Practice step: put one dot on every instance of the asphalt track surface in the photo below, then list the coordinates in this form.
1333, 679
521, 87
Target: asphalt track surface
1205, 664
....
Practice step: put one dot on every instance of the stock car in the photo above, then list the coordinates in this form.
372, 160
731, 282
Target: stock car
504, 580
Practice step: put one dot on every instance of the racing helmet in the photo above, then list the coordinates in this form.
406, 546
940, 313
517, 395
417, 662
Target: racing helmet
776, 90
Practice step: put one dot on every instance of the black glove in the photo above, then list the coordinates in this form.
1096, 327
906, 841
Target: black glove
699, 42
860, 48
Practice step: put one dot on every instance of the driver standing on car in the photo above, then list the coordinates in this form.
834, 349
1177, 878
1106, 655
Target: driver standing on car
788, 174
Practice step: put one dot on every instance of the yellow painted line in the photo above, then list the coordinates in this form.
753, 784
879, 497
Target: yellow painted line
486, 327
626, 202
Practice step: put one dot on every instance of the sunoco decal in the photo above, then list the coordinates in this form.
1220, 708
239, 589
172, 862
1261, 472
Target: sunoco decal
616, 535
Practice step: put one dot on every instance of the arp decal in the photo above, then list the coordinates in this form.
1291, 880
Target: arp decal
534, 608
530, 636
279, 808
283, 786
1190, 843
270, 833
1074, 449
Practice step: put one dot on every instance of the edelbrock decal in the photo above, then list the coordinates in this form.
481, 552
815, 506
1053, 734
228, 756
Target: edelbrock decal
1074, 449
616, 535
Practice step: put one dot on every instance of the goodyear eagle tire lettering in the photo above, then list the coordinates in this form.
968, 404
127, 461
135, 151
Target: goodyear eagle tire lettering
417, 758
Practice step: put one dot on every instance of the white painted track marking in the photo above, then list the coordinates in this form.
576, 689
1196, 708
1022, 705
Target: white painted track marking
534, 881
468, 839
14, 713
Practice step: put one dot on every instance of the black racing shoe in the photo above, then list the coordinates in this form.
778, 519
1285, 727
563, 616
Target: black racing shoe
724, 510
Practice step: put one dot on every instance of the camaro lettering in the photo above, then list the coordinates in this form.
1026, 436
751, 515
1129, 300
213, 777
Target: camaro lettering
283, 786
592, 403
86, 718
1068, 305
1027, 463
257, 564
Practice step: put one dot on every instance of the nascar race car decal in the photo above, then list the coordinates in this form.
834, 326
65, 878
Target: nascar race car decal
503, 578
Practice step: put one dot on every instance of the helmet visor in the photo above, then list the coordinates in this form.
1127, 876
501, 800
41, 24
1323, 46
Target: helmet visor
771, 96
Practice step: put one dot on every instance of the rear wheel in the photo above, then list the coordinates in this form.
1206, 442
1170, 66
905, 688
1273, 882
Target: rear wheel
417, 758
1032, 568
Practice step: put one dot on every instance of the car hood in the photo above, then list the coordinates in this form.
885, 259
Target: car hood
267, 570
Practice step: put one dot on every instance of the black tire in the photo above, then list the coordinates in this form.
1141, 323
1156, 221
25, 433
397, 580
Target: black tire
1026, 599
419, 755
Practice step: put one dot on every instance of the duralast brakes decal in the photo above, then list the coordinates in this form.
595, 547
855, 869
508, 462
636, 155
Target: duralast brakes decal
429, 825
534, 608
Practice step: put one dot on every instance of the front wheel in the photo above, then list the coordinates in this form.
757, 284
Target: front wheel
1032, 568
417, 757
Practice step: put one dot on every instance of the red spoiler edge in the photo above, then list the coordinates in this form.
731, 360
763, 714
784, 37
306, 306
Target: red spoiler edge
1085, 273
....
◆ **Aim of the exercise**
Pull out every line in the records that contains the string "painted", and match its case exactly.

◆ **The response**
Practice step: put one dot on every instance of the yellow painted line in the photo above, then list the coordinates in this form.
Target: yellow painted line
Practice step: put one dot on every instance of the white painted track marking in the photo above, then list the coordinates in this form.
Target: white painted track marking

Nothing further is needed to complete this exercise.